== GIVEN DATA ==

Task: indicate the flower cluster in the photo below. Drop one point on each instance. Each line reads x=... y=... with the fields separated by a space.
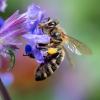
x=25 y=26
x=34 y=16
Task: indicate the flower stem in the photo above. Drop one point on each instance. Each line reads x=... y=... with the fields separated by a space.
x=4 y=92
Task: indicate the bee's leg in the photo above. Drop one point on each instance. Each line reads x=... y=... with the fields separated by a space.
x=68 y=57
x=40 y=72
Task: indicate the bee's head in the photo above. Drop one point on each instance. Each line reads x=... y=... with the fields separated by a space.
x=48 y=23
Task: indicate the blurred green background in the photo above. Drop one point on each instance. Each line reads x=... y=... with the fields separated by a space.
x=81 y=19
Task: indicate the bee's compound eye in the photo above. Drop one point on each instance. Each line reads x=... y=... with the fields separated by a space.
x=28 y=48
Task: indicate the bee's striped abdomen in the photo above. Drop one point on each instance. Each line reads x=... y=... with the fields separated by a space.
x=47 y=68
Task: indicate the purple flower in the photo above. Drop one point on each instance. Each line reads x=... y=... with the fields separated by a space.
x=1 y=22
x=34 y=16
x=10 y=31
x=35 y=35
x=7 y=78
x=3 y=5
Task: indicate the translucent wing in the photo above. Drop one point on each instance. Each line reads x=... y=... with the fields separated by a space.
x=68 y=57
x=77 y=47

== WHAT YOU WILL DO ==
Output everything in the records exactly, leaving pictures out.

== SOLUTION FOR THIS PROBLEM ==
Task: indicate the flower cluster in the photo below. Drop one point on each instance. Each line reads x=... y=... with the fields separated by a space.
x=25 y=26
x=34 y=16
Task: indicate the flower stem in the photo above. Drop one point on each instance. Each line reads x=... y=... with the fields separated by a space.
x=4 y=92
Task: indicate the bee's leg in the photo above. Drop one point on each instance. Each line reads x=... y=... with the fields separated by a space.
x=68 y=57
x=40 y=72
Task: indicate the bee's head in the photo above. Drop one point on each instance. Each line reads x=... y=... with the fields separated by a space.
x=48 y=23
Task: indicate the blurred green background in the photo above. Drop one point on each instance. Each line reads x=... y=... with the fields separated by a space.
x=81 y=19
Task: indicate the bee's compound eye in the photo above. Drop one point on each instance. Each line reads x=... y=... with the fields separated by a space.
x=28 y=48
Task: indicate the bee's striped abdomen in the photo above. Drop one point on each instance. Each line reads x=... y=... with the fields separated by a space.
x=47 y=68
Task: indicate the purple flower in the photo above. Drop one point on each instance. Each line reads x=... y=... with the fields separated by a space.
x=1 y=22
x=34 y=16
x=10 y=31
x=35 y=35
x=7 y=78
x=3 y=5
Task: indicate the translucent wing in the photo above. Drop one point on each instance. Each line reads x=... y=... with the fields separated by a space.
x=68 y=57
x=77 y=47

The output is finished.